Source data
——

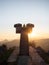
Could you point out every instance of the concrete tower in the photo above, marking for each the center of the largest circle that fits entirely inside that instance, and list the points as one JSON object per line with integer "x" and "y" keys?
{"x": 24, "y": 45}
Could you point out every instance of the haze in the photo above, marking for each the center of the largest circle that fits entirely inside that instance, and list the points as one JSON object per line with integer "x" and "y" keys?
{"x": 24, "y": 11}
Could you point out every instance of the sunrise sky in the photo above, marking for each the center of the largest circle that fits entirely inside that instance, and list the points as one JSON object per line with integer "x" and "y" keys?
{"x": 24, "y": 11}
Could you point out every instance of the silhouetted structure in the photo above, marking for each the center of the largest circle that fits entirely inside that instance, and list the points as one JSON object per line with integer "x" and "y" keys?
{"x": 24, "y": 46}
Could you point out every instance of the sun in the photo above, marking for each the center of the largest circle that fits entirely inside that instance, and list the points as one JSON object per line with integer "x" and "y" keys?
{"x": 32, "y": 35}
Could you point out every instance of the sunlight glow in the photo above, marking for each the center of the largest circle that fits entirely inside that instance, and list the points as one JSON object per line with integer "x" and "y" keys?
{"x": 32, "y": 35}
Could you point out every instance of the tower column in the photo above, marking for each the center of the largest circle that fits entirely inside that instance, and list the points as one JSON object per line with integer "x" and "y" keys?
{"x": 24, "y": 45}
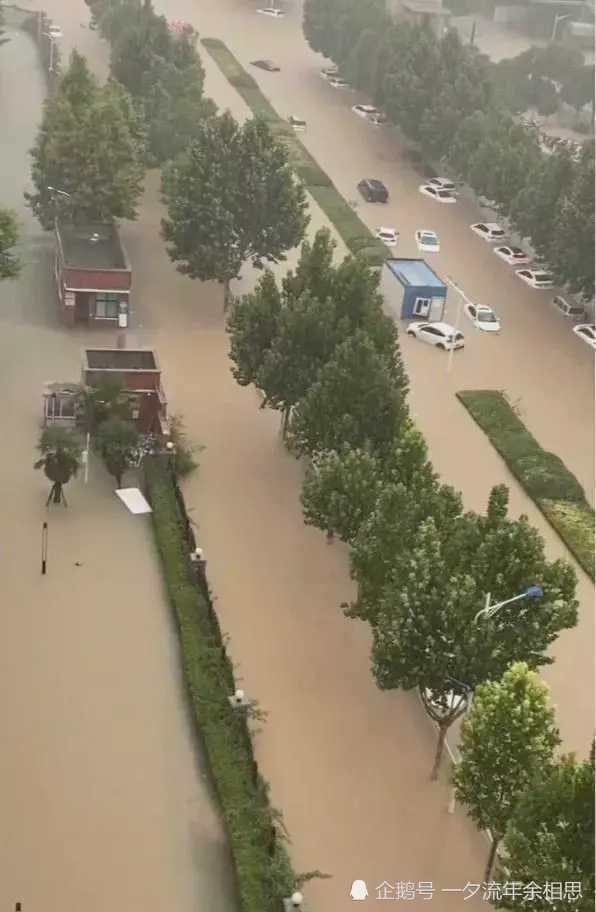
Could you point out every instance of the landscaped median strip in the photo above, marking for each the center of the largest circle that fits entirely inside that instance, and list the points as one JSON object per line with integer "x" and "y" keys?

——

__Task__. Every line between the one containing "Could you point out every instance of the tower" and the last line of the data above, both included, should be copied exactly, but not the pictures.

__Answer for the task__.
Could you point out every instance of the tower column in the photo above, marking for each the center of the largest circle that fits entirely inside that instance, and list the points as one JSON object per line with integer "x" and "y" keys?
{"x": 24, "y": 45}
Could you point out every instance of the landscaped median strip in the photo above, marking for each the center of the largest circle that fits entirely inside that instance, and list the points as one JSON object per line with integer "x" and "y" keys?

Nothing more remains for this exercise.